▶ Your task: Resume the text on Asiatic hawksbeard, picking up after its last sentence.

This dandelion-like weed may have brought medicinal benefits — from Southeast Asia
If you’ve noticed fragile, dandelion-like plants popping up around your yard this winter, chances are they’re Asiatic hawksbeard (Youngia japonica).
The species is in the same plant family (Asteraceae) as dandelions, along with more than 32,000 other plants, including daisies, asters, and sunflowers.
Like dandelions, Asiatic hawksbeard grows from a basal rosette of lobed leaves and produces clusters of small, bright yellow flowers. But dandelions have a sturdier, deeper taproot and a thicker, hollow stem bearing just a single flower cluster — the typical dandelion so familiar to most of us. Asiatic hawksbeard bears multiple, smaller flower clusters on slender stems 6- to 12-inches high.
The species is native to Southeast Asia, but it’s become widespread around much of the world. In the U.S. it’s found from Pennsylvania to Florida and throughout much of the Southeast to Texas.

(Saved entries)
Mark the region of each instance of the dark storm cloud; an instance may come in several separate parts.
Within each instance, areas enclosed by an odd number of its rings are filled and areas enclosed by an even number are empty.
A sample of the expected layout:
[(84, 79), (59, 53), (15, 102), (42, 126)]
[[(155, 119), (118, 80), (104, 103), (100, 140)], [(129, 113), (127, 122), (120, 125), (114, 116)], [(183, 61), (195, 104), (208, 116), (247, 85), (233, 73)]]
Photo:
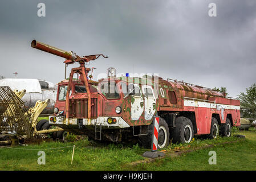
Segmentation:
[[(43, 2), (46, 16), (37, 16)], [(208, 5), (217, 5), (217, 17)], [(32, 49), (33, 39), (78, 55), (103, 53), (95, 73), (159, 73), (236, 97), (256, 81), (256, 3), (251, 1), (3, 1), (0, 75), (57, 82), (63, 59)], [(74, 67), (72, 65), (69, 68)]]

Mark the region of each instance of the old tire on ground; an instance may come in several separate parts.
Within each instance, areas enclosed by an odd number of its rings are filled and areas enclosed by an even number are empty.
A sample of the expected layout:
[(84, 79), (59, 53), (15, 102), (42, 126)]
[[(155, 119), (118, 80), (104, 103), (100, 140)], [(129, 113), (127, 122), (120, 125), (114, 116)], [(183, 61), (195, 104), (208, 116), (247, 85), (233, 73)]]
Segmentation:
[(43, 125), (41, 127), (41, 130), (48, 130), (50, 127), (49, 121), (47, 121), (43, 124)]
[(216, 118), (212, 117), (210, 127), (210, 133), (209, 135), (207, 135), (206, 136), (208, 138), (216, 139), (218, 136), (219, 133), (220, 127), (218, 123), (218, 121)]
[(172, 130), (173, 143), (189, 143), (194, 138), (194, 129), (190, 119), (178, 117), (176, 119), (176, 127)]
[(42, 130), (42, 127), (43, 125), (48, 121), (47, 119), (42, 119), (39, 122), (36, 123), (36, 126), (35, 128), (36, 129), (36, 130), (40, 131)]
[[(142, 146), (147, 148), (151, 148), (152, 142), (152, 138), (154, 131), (154, 122), (149, 126), (148, 134), (139, 136), (139, 141)], [(168, 125), (164, 119), (159, 118), (158, 135), (158, 148), (161, 149), (169, 145), (169, 139), (170, 133), (169, 131)]]
[(230, 120), (227, 118), (226, 123), (221, 126), (220, 134), (222, 136), (229, 137), (231, 136), (232, 126), (231, 125)]

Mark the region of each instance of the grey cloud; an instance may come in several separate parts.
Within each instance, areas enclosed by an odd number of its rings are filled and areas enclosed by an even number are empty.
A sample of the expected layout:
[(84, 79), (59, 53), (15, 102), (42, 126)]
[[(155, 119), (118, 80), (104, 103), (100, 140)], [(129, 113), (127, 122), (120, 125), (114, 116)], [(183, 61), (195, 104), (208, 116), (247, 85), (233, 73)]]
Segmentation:
[[(36, 15), (44, 2), (46, 16)], [(215, 2), (217, 16), (209, 17)], [(236, 97), (256, 81), (256, 3), (247, 1), (3, 1), (0, 6), (0, 75), (64, 76), (61, 57), (32, 49), (33, 39), (79, 55), (103, 53), (95, 75), (159, 73)], [(68, 71), (73, 65), (68, 67)]]

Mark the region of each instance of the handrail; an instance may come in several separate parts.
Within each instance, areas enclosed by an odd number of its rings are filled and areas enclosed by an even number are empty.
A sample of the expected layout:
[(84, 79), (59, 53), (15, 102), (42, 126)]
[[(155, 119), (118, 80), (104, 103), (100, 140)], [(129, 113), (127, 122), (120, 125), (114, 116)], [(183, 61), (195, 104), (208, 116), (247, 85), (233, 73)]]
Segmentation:
[(183, 98), (184, 99), (185, 98), (188, 98), (189, 100), (192, 100), (194, 101), (195, 100), (200, 100), (200, 101), (203, 101), (205, 102), (213, 102), (214, 104), (216, 104), (216, 102), (215, 101), (209, 101), (209, 100), (203, 100), (203, 99), (200, 99), (200, 98), (191, 98), (191, 97), (183, 97)]

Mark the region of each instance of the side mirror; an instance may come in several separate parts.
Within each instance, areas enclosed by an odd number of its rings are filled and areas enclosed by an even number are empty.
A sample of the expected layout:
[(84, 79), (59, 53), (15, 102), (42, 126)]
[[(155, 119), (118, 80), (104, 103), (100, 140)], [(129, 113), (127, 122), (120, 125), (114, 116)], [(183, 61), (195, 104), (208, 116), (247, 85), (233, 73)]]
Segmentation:
[(128, 93), (129, 93), (129, 95), (135, 94), (135, 88), (134, 87), (133, 84), (128, 85)]

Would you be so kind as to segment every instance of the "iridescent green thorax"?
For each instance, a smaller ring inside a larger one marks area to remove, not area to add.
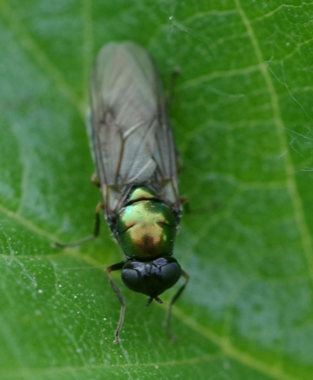
[[[116,237],[129,258],[171,255],[177,222],[171,209],[146,188],[138,188],[119,215]]]

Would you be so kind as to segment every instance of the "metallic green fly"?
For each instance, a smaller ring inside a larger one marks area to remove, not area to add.
[[[121,269],[124,283],[162,303],[159,296],[181,276],[184,284],[171,301],[166,317],[188,276],[172,256],[182,213],[178,193],[177,151],[160,77],[144,49],[130,42],[111,43],[96,57],[91,72],[89,132],[96,167],[93,182],[103,203],[97,207],[93,235],[97,236],[103,209],[125,259],[106,272],[120,302],[114,343],[118,343],[125,303],[111,276]]]

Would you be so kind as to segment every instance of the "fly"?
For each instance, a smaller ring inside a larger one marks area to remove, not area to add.
[[[131,42],[103,46],[91,71],[90,117],[87,124],[103,202],[96,210],[94,234],[64,247],[96,236],[99,212],[105,218],[125,256],[106,273],[120,302],[114,343],[120,341],[125,303],[111,272],[122,270],[127,287],[149,297],[147,303],[185,281],[169,302],[166,319],[171,329],[172,306],[183,290],[187,274],[173,257],[182,213],[177,179],[177,151],[162,83],[142,48]]]

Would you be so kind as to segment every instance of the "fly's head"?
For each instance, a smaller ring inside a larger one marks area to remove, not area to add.
[[[153,299],[162,303],[158,296],[176,283],[181,272],[177,261],[166,256],[151,261],[129,260],[123,267],[122,279],[130,289],[149,296],[149,305]]]

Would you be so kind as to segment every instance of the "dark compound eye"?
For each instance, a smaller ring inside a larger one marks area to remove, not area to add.
[[[181,270],[177,263],[166,264],[161,268],[161,274],[163,282],[170,287],[175,283],[179,278]]]
[[[122,272],[122,279],[125,285],[134,291],[141,291],[141,283],[138,272],[134,269],[124,269]]]

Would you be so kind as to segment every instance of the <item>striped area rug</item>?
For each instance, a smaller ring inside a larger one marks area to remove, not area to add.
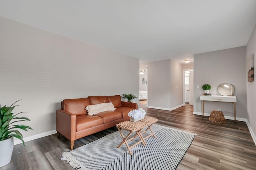
[[[156,124],[152,129],[157,138],[152,136],[146,140],[146,146],[140,143],[132,148],[132,155],[125,144],[117,148],[122,140],[117,131],[63,152],[62,159],[82,170],[175,170],[196,134]],[[125,130],[122,132],[125,135],[128,134]],[[129,145],[138,142],[137,139],[129,142]]]

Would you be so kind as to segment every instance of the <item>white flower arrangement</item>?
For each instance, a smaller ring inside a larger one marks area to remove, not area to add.
[[[139,108],[138,109],[130,111],[128,114],[128,116],[135,120],[143,118],[146,113],[144,110]]]

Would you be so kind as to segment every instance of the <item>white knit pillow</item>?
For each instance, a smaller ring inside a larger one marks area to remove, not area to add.
[[[113,111],[115,108],[112,103],[102,103],[93,105],[88,105],[85,108],[88,115],[93,115],[105,111]]]

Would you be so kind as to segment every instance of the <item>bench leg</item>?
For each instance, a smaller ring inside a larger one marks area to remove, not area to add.
[[[57,132],[57,137],[58,138],[60,138],[60,133],[59,132]]]
[[[71,150],[73,150],[73,148],[74,148],[74,144],[75,143],[75,141],[73,140],[73,141],[71,142],[70,144],[70,149]]]

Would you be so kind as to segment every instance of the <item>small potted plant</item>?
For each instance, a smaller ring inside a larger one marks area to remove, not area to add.
[[[132,99],[135,99],[136,98],[138,98],[132,94],[122,94],[122,96],[121,96],[122,98],[126,98],[128,100],[128,102],[132,102]]]
[[[23,112],[16,114],[12,112],[12,110],[17,106],[13,105],[18,101],[10,106],[5,105],[2,107],[0,104],[0,167],[7,165],[11,161],[14,144],[13,137],[21,140],[25,146],[22,135],[18,130],[14,129],[20,129],[26,131],[28,131],[27,129],[32,129],[27,126],[13,124],[18,122],[30,120],[27,118],[16,116]]]
[[[210,90],[211,89],[211,86],[208,84],[204,84],[202,87],[203,90],[204,90],[205,94],[210,94]]]

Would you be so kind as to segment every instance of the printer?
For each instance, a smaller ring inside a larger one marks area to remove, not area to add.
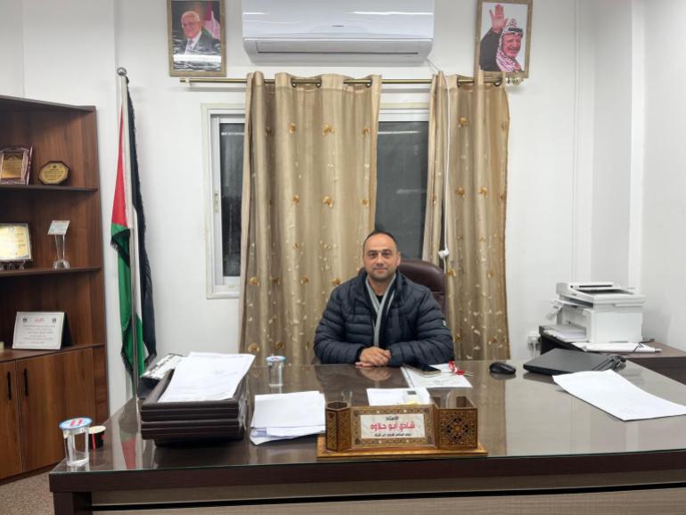
[[[590,343],[636,343],[643,339],[645,297],[612,282],[558,282],[553,300],[557,327],[585,329]]]

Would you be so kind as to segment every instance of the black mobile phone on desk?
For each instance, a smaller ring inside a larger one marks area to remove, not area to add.
[[[435,366],[431,366],[430,364],[408,364],[405,366],[411,370],[413,370],[414,372],[420,372],[424,376],[438,375],[441,373],[439,369],[436,368]]]

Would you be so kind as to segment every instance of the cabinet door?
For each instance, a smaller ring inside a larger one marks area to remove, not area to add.
[[[14,362],[0,364],[0,479],[21,471],[18,394]]]
[[[60,422],[95,416],[93,350],[72,350],[17,362],[24,470],[60,462]]]

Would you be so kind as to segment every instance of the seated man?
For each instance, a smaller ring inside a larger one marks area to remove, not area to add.
[[[364,271],[337,287],[314,334],[323,364],[434,364],[453,359],[453,339],[431,291],[396,272],[400,253],[388,233],[363,245]]]

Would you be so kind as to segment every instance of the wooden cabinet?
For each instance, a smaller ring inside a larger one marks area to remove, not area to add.
[[[0,96],[0,148],[19,144],[33,148],[29,182],[0,184],[0,223],[29,225],[32,259],[23,270],[0,271],[0,340],[6,348],[0,351],[0,391],[8,384],[12,390],[11,399],[0,401],[0,428],[20,442],[21,460],[17,470],[16,453],[0,451],[0,478],[61,460],[61,421],[85,415],[101,422],[108,415],[95,109]],[[56,160],[69,168],[68,180],[42,184],[38,170]],[[66,270],[53,268],[53,220],[69,220]],[[64,312],[74,345],[12,350],[18,311]],[[5,453],[13,457],[5,460]]]
[[[61,421],[95,418],[93,350],[22,359],[17,368],[23,464],[25,470],[33,470],[64,457]]]
[[[21,469],[21,445],[19,437],[19,395],[14,363],[0,363],[0,479],[19,474]]]

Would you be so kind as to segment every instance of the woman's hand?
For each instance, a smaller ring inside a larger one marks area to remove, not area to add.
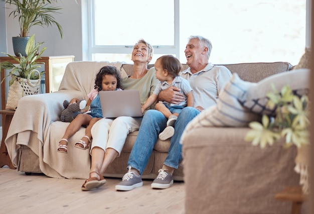
[[[162,91],[158,96],[160,101],[166,101],[170,103],[179,104],[184,101],[184,94],[180,92],[181,90],[175,86],[170,86]]]

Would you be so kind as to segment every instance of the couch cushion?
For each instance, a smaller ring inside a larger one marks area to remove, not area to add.
[[[186,128],[186,133],[199,127],[245,127],[260,116],[252,113],[238,101],[244,96],[250,87],[256,83],[241,80],[237,73],[233,74],[219,92],[217,104],[204,110]]]
[[[309,69],[299,69],[269,76],[252,84],[247,93],[240,97],[240,102],[253,113],[273,116],[276,106],[272,109],[267,106],[268,98],[266,96],[267,92],[273,91],[272,85],[280,91],[282,87],[288,85],[294,94],[301,96],[309,90]]]

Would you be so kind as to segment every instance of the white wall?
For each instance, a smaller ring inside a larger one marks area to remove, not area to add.
[[[36,42],[44,42],[42,47],[47,47],[43,56],[73,55],[75,56],[75,61],[82,60],[81,7],[81,1],[79,2],[80,3],[77,4],[74,0],[59,1],[57,5],[63,8],[59,11],[61,14],[55,15],[56,20],[63,28],[64,35],[63,39],[61,39],[58,28],[55,26],[45,28],[35,26],[31,29],[29,36],[35,34]],[[2,46],[0,46],[0,52],[6,52],[14,55],[12,37],[19,36],[20,26],[17,18],[13,19],[12,16],[9,17],[11,11],[10,9],[6,9],[8,50],[4,51]],[[0,12],[2,12],[2,11]],[[3,13],[0,13],[0,14]],[[1,17],[0,20],[2,20]],[[1,29],[3,29],[3,25],[0,21]],[[0,36],[2,39],[2,36]]]

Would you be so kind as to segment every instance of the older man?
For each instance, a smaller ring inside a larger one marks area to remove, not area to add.
[[[212,50],[211,42],[200,36],[189,38],[185,53],[189,68],[181,76],[188,80],[193,90],[194,108],[185,108],[175,124],[175,129],[168,132],[164,138],[172,137],[170,148],[163,168],[151,184],[151,188],[164,189],[173,184],[173,173],[182,159],[180,138],[187,125],[201,111],[214,105],[219,92],[232,76],[230,71],[223,66],[209,63]],[[160,100],[178,103],[184,99],[180,90],[171,86],[161,93]],[[158,139],[166,127],[167,119],[160,112],[149,110],[144,115],[137,137],[128,161],[128,172],[122,181],[115,186],[118,190],[130,190],[143,185],[141,175]]]

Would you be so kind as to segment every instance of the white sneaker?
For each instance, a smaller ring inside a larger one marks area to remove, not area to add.
[[[178,117],[175,115],[172,115],[169,117],[168,118],[168,120],[167,121],[167,126],[172,126],[173,127],[175,127],[175,124],[176,123],[176,121],[177,121],[177,119],[178,119]]]
[[[172,126],[168,126],[164,130],[163,132],[159,134],[159,139],[162,141],[165,141],[175,134],[175,128]]]

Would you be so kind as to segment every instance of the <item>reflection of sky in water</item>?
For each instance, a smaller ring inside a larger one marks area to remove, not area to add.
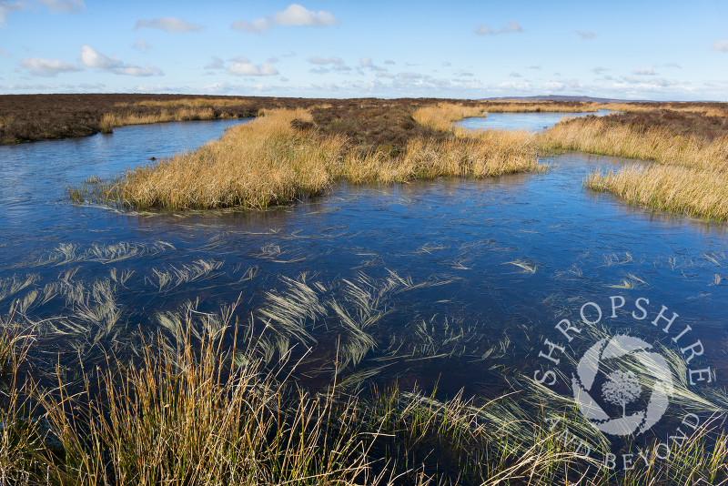
[[[586,299],[644,296],[678,312],[703,338],[706,362],[719,376],[728,371],[725,227],[652,215],[582,189],[590,170],[630,161],[567,153],[545,160],[552,168],[544,175],[339,184],[318,200],[267,211],[144,216],[76,207],[64,198],[70,184],[191,148],[219,135],[225,125],[131,127],[111,137],[0,147],[0,278],[35,273],[40,280],[34,285],[42,287],[70,268],[77,268],[76,278],[86,282],[107,278],[112,268],[133,269],[116,296],[122,311],[133,314],[133,326],[149,325],[154,312],[177,309],[197,297],[202,309],[216,309],[242,296],[245,315],[264,292],[283,287],[280,276],[301,272],[327,284],[360,272],[384,278],[389,270],[414,283],[453,279],[393,294],[378,339],[389,332],[414,336],[418,323],[441,326],[447,318],[475,329],[478,337],[469,342],[477,346],[464,346],[444,360],[390,367],[382,376],[428,380],[442,375],[448,378],[440,381],[443,390],[467,385],[481,393],[502,384],[503,369],[531,370],[534,349],[562,309],[573,316]],[[171,247],[159,247],[160,240]],[[137,245],[136,253],[111,262],[76,258],[29,265],[57,255],[60,244],[76,245],[78,257],[93,245],[120,242]],[[199,281],[155,289],[153,268],[180,268],[199,259],[221,265]],[[241,282],[250,267],[258,268],[256,277]],[[6,312],[8,300],[0,306]],[[40,308],[34,316],[47,318],[62,307]],[[670,346],[648,325],[638,334]],[[506,339],[511,344],[500,358],[503,368],[494,371],[496,358],[480,357]],[[366,359],[361,366],[368,366]]]
[[[484,117],[465,118],[458,122],[458,127],[473,130],[528,130],[537,132],[553,127],[564,118],[587,116],[589,115],[603,116],[612,113],[611,110],[599,110],[592,113],[489,113]]]

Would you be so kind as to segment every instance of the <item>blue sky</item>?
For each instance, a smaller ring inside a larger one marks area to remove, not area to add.
[[[0,93],[728,101],[728,2],[0,0]]]

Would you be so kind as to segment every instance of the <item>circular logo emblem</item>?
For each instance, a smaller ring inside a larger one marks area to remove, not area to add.
[[[652,348],[640,339],[618,335],[601,339],[580,359],[571,378],[574,399],[581,414],[601,431],[638,435],[664,415],[672,378],[664,358],[650,351]]]

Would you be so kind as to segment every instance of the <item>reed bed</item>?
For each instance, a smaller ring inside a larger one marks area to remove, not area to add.
[[[261,208],[317,196],[338,179],[393,183],[542,169],[535,138],[525,132],[416,137],[392,154],[387,147],[363,150],[342,135],[310,129],[308,110],[262,115],[196,151],[129,170],[116,180],[91,180],[69,189],[69,196],[76,202],[137,209]]]
[[[561,122],[543,134],[541,145],[694,168],[728,169],[728,136],[706,142],[695,137],[673,136],[659,127],[613,125],[605,118]]]
[[[176,110],[162,110],[159,113],[138,115],[135,113],[106,113],[101,117],[101,131],[111,133],[116,127],[126,125],[148,125],[170,121],[212,120],[228,118],[231,116],[217,114],[211,107],[181,107]]]
[[[488,177],[541,172],[534,137],[527,132],[467,134],[444,142],[415,138],[404,153],[391,157],[375,150],[348,154],[336,174],[353,183],[408,182],[440,177]]]
[[[0,479],[418,486],[726,479],[728,440],[717,434],[710,441],[710,428],[689,437],[668,461],[615,472],[581,455],[565,438],[568,430],[548,426],[539,407],[552,397],[542,393],[477,402],[396,385],[359,397],[337,392],[336,381],[308,390],[250,354],[253,341],[238,333],[233,310],[219,319],[183,316],[175,337],[160,334],[136,361],[107,356],[87,370],[80,363],[80,392],[59,372],[55,387],[24,380],[32,334],[15,339],[12,385],[4,394],[8,406],[0,409]],[[531,409],[530,402],[541,405]],[[563,413],[574,427],[578,412]]]
[[[724,171],[641,166],[592,172],[584,186],[656,211],[728,220],[728,173]]]
[[[181,99],[143,99],[133,103],[116,103],[116,106],[162,106],[199,108],[208,106],[239,106],[251,105],[250,99],[237,97],[190,97]]]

▶ Answer to the exercise:
Here in the South Carolina Lowcountry, Asiatic hawksbeard is characterized as a “summer annual,” though it thrives even in winter if the weather is mild. We may notice it more at such times because few other plants are in bloom.
If you look closely at what seems to be a single flower, you’ll see that each flower head is actually a cluster of minuscule strap-like flowers (florets) tightly packed together. When the plant goes to seed, it produces numerous tiny fruits bearing silky “parachutes” that promote dispersal by the wind.
Asiatic hawksbeard is adapted to growing in disturbed habitats such as roadsides, cultivated fields, gardens, and lawns. But like many other unwanted plants (“weeds”), the species has a history of culinary use as a salad and a cooked vegetable.
It’s also been used in traditional medicine to reduce fever, suppress coughing, increase urination, and treat boils and snake bites.
Recent studies have confirmed that Asiatic hawksbeard contains substances with antioxidant, anti-inflammatory, and pain-relieving properties. Further research is underway on possible therapeutic values of this often overlooked, widely distributed little plant.